## Given exercise
Collect and copy out every line of the data below that contains the word "boardwalk". Case counts.

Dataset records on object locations
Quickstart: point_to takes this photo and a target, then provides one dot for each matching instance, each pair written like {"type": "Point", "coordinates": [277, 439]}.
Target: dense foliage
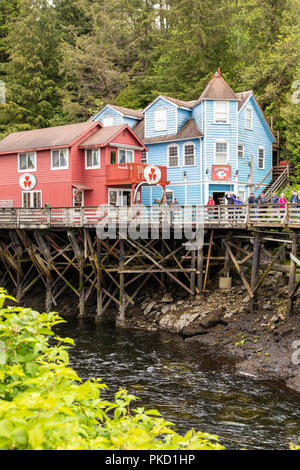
{"type": "Point", "coordinates": [62, 60]}
{"type": "Point", "coordinates": [45, 405]}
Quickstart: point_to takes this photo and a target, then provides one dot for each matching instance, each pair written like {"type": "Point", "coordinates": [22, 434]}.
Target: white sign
{"type": "Point", "coordinates": [152, 174]}
{"type": "Point", "coordinates": [27, 181]}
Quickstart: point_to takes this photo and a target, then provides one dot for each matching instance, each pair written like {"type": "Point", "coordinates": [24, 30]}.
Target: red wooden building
{"type": "Point", "coordinates": [81, 164]}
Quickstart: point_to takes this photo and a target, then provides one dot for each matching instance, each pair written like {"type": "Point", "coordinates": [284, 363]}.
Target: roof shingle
{"type": "Point", "coordinates": [44, 138]}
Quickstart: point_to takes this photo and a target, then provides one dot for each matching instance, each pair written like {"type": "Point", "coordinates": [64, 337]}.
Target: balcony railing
{"type": "Point", "coordinates": [130, 173]}
{"type": "Point", "coordinates": [224, 216]}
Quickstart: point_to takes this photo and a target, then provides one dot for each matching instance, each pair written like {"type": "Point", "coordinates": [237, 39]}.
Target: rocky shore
{"type": "Point", "coordinates": [260, 344]}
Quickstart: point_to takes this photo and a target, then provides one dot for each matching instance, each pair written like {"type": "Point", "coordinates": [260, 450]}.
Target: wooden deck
{"type": "Point", "coordinates": [218, 217]}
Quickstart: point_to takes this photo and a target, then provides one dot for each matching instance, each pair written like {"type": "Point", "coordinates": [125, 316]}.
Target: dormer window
{"type": "Point", "coordinates": [108, 121]}
{"type": "Point", "coordinates": [248, 123]}
{"type": "Point", "coordinates": [92, 159]}
{"type": "Point", "coordinates": [221, 112]}
{"type": "Point", "coordinates": [160, 119]}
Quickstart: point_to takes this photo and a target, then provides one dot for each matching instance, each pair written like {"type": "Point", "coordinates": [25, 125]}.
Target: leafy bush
{"type": "Point", "coordinates": [44, 405]}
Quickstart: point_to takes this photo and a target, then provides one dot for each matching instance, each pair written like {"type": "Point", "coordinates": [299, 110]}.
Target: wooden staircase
{"type": "Point", "coordinates": [280, 178]}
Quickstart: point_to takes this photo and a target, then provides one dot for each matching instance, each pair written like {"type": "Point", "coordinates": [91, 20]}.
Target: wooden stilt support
{"type": "Point", "coordinates": [99, 290]}
{"type": "Point", "coordinates": [193, 273]}
{"type": "Point", "coordinates": [121, 318]}
{"type": "Point", "coordinates": [292, 279]}
{"type": "Point", "coordinates": [255, 269]}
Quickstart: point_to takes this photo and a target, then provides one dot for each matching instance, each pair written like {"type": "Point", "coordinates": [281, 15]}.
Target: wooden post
{"type": "Point", "coordinates": [121, 318]}
{"type": "Point", "coordinates": [255, 270]}
{"type": "Point", "coordinates": [99, 289]}
{"type": "Point", "coordinates": [292, 275]}
{"type": "Point", "coordinates": [200, 269]}
{"type": "Point", "coordinates": [193, 273]}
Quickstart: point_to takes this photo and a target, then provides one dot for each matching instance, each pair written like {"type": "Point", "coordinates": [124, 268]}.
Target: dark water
{"type": "Point", "coordinates": [187, 385]}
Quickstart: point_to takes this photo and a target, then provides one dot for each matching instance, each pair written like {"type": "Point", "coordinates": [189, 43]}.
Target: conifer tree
{"type": "Point", "coordinates": [32, 70]}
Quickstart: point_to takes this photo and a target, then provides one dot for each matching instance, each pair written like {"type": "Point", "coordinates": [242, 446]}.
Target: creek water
{"type": "Point", "coordinates": [187, 385]}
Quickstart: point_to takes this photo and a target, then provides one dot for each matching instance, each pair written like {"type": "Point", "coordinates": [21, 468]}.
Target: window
{"type": "Point", "coordinates": [108, 121]}
{"type": "Point", "coordinates": [173, 159]}
{"type": "Point", "coordinates": [27, 161]}
{"type": "Point", "coordinates": [261, 158]}
{"type": "Point", "coordinates": [92, 158]}
{"type": "Point", "coordinates": [32, 199]}
{"type": "Point", "coordinates": [189, 154]}
{"type": "Point", "coordinates": [221, 112]}
{"type": "Point", "coordinates": [221, 153]}
{"type": "Point", "coordinates": [241, 151]}
{"type": "Point", "coordinates": [59, 159]}
{"type": "Point", "coordinates": [160, 118]}
{"type": "Point", "coordinates": [144, 157]}
{"type": "Point", "coordinates": [248, 115]}
{"type": "Point", "coordinates": [125, 156]}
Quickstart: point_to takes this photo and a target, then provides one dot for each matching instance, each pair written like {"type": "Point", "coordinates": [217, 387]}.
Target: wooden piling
{"type": "Point", "coordinates": [255, 270]}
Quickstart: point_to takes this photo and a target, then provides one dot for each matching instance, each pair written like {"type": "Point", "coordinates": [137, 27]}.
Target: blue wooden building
{"type": "Point", "coordinates": [219, 143]}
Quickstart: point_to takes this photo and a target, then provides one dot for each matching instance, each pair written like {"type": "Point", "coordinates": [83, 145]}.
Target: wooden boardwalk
{"type": "Point", "coordinates": [225, 216]}
{"type": "Point", "coordinates": [60, 249]}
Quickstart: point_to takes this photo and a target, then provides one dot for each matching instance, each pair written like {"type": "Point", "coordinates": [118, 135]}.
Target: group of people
{"type": "Point", "coordinates": [232, 199]}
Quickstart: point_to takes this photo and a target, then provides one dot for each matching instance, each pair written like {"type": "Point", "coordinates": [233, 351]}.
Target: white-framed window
{"type": "Point", "coordinates": [248, 118]}
{"type": "Point", "coordinates": [241, 151]}
{"type": "Point", "coordinates": [108, 120]}
{"type": "Point", "coordinates": [169, 195]}
{"type": "Point", "coordinates": [92, 159]}
{"type": "Point", "coordinates": [221, 153]}
{"type": "Point", "coordinates": [27, 161]}
{"type": "Point", "coordinates": [261, 158]}
{"type": "Point", "coordinates": [221, 112]}
{"type": "Point", "coordinates": [60, 159]}
{"type": "Point", "coordinates": [160, 119]}
{"type": "Point", "coordinates": [144, 157]}
{"type": "Point", "coordinates": [125, 156]}
{"type": "Point", "coordinates": [173, 155]}
{"type": "Point", "coordinates": [31, 199]}
{"type": "Point", "coordinates": [189, 154]}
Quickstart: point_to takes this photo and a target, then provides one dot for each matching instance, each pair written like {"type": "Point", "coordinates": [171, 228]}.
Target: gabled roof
{"type": "Point", "coordinates": [49, 137]}
{"type": "Point", "coordinates": [243, 97]}
{"type": "Point", "coordinates": [218, 89]}
{"type": "Point", "coordinates": [190, 130]}
{"type": "Point", "coordinates": [134, 113]}
{"type": "Point", "coordinates": [105, 135]}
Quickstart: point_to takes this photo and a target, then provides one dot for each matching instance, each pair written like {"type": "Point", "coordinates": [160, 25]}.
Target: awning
{"type": "Point", "coordinates": [82, 187]}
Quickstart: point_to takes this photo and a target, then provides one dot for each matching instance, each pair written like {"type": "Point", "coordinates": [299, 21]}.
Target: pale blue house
{"type": "Point", "coordinates": [219, 143]}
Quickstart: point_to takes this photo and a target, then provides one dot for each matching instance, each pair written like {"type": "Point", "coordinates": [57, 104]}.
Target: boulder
{"type": "Point", "coordinates": [149, 307]}
{"type": "Point", "coordinates": [167, 298]}
{"type": "Point", "coordinates": [211, 319]}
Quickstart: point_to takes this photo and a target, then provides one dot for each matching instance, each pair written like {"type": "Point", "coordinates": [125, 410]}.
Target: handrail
{"type": "Point", "coordinates": [245, 215]}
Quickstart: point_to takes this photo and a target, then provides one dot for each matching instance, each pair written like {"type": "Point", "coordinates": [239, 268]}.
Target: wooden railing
{"type": "Point", "coordinates": [269, 215]}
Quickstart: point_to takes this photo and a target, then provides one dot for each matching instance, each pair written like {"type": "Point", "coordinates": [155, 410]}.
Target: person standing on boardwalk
{"type": "Point", "coordinates": [293, 198]}
{"type": "Point", "coordinates": [211, 202]}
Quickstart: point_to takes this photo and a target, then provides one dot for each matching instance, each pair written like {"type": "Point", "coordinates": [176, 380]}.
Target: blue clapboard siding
{"type": "Point", "coordinates": [118, 118]}
{"type": "Point", "coordinates": [171, 113]}
{"type": "Point", "coordinates": [183, 116]}
{"type": "Point", "coordinates": [218, 132]}
{"type": "Point", "coordinates": [109, 112]}
{"type": "Point", "coordinates": [259, 136]}
{"type": "Point", "coordinates": [197, 115]}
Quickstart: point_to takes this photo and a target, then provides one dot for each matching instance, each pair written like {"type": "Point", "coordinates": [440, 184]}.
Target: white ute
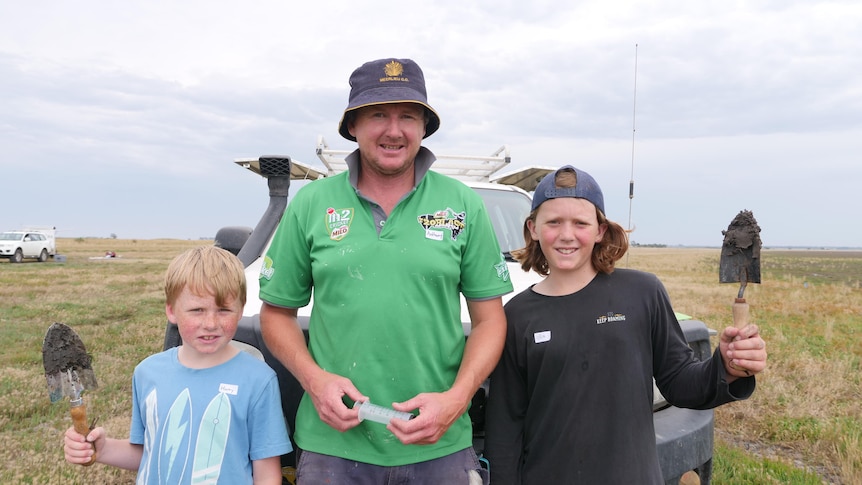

## Correct result
Target: wooden boardwalk
Target: person standing on boardwalk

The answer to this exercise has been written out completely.